Could you set down exactly the lines in the records below between the line holding "Practice. Place a marker on each instance of the headlight" and the line holding "Practice. Place a marker on each instance of the tree", inclusive?

* * * * * * *

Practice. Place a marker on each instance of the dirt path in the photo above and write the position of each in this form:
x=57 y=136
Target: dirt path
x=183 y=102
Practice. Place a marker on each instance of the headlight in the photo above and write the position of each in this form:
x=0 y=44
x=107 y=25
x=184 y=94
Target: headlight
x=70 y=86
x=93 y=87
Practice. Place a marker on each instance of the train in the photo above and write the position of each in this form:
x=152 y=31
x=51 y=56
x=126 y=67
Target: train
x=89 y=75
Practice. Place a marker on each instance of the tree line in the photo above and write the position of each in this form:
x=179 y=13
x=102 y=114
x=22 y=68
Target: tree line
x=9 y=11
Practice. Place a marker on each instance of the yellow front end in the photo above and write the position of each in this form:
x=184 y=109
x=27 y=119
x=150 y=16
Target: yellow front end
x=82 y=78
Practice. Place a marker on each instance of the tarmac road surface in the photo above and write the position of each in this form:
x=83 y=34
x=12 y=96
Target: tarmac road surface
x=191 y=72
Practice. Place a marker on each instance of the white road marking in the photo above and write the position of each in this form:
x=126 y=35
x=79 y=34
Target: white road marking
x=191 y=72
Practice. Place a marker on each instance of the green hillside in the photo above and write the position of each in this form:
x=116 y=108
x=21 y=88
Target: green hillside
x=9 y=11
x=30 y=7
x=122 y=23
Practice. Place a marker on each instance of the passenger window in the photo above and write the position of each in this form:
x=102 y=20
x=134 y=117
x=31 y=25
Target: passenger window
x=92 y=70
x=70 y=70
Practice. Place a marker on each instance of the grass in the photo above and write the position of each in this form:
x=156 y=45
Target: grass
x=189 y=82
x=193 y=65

* * * * * * *

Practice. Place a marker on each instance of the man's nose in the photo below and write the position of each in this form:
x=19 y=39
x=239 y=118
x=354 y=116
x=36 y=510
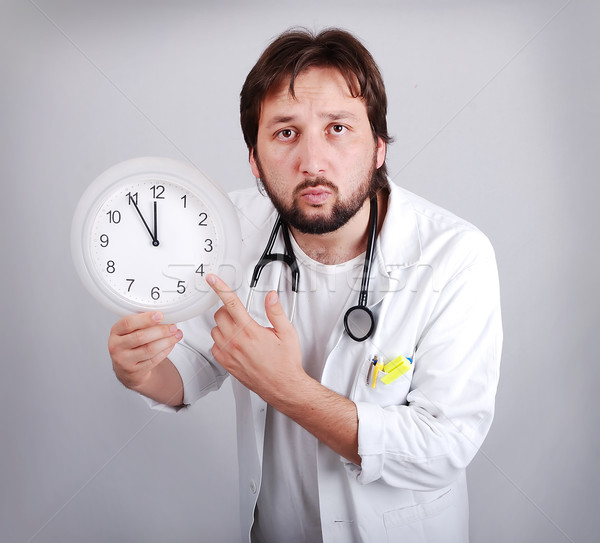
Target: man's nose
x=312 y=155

* * * * * * *

#### RESPONSE:
Practice. Place a marker on each instance of the headlight in the photo above and write the position of each in this form:
x=0 y=44
x=107 y=25
x=184 y=94
Target: headlight
x=70 y=86
x=93 y=87
Practice. Place a marker on each instance of the train in the photo above and write the position of each in this form:
x=152 y=31
x=51 y=56
x=126 y=67
Target: train
x=89 y=75
Practice. Place a marker on each instance of the tree line in the photo above and write the position of each in this form:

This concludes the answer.